Which lines of the data below contain the word "head", with case counting? Select and copy each of those lines.

Records from a pointing dataset

'''

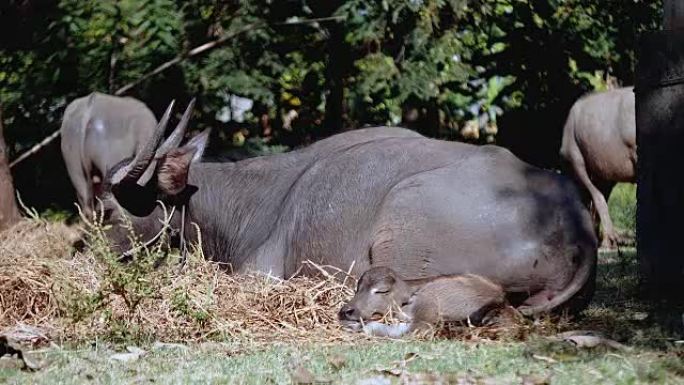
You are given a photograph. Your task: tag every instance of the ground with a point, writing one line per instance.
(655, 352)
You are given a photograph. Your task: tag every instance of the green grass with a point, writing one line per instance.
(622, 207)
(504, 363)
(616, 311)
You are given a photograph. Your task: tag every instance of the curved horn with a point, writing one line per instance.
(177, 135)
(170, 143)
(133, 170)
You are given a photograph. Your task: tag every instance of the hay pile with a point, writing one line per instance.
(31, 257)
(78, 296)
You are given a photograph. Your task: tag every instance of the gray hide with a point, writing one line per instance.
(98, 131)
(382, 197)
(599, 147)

'''
'''

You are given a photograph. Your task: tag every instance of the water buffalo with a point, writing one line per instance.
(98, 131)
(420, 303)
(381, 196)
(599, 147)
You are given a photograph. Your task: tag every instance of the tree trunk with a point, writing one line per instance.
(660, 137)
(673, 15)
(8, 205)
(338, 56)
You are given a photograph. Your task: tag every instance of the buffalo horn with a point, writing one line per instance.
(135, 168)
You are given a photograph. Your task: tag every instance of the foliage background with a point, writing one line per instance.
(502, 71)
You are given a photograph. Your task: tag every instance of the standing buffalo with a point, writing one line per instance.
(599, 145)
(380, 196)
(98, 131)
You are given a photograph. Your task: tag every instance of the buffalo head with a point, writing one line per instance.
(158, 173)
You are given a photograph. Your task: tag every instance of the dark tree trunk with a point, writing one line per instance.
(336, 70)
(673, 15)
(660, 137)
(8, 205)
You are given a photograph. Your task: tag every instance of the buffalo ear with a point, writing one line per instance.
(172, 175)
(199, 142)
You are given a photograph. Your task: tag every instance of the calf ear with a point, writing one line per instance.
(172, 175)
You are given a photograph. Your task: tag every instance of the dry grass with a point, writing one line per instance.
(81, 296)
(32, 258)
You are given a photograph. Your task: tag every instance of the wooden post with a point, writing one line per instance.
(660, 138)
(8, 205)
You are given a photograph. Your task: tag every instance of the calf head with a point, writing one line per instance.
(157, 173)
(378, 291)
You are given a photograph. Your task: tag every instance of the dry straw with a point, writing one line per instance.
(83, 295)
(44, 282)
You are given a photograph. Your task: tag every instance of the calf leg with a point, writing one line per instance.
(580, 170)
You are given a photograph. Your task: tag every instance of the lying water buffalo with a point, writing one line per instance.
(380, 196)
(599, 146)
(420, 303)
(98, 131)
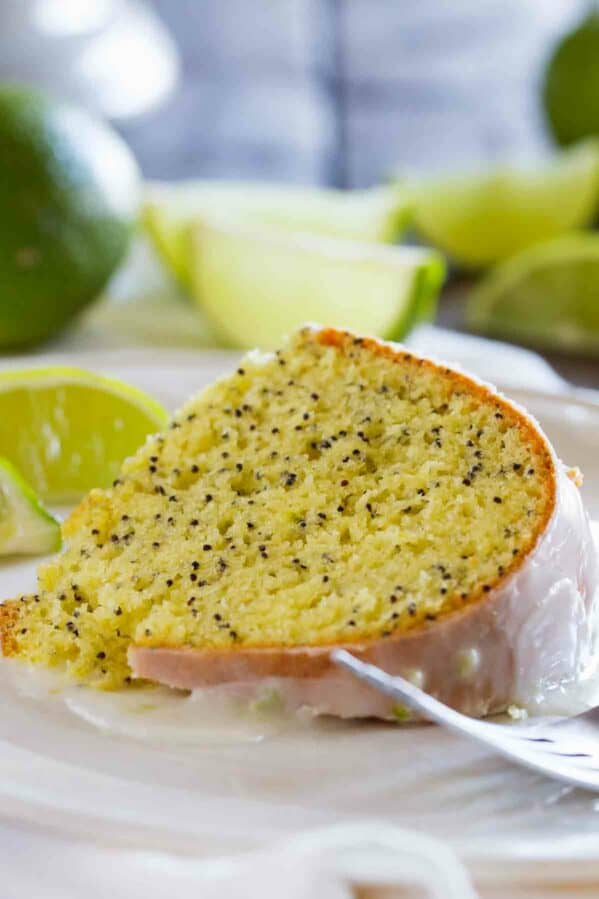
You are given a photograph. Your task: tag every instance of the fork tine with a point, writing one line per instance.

'''

Task result:
You are given a photograph. Your task: tag every instance of the buffalo head with a point, writing one line per instance.
You are given a photograph. Your task: tag every instance of the calf head with a point, writing one line per instance.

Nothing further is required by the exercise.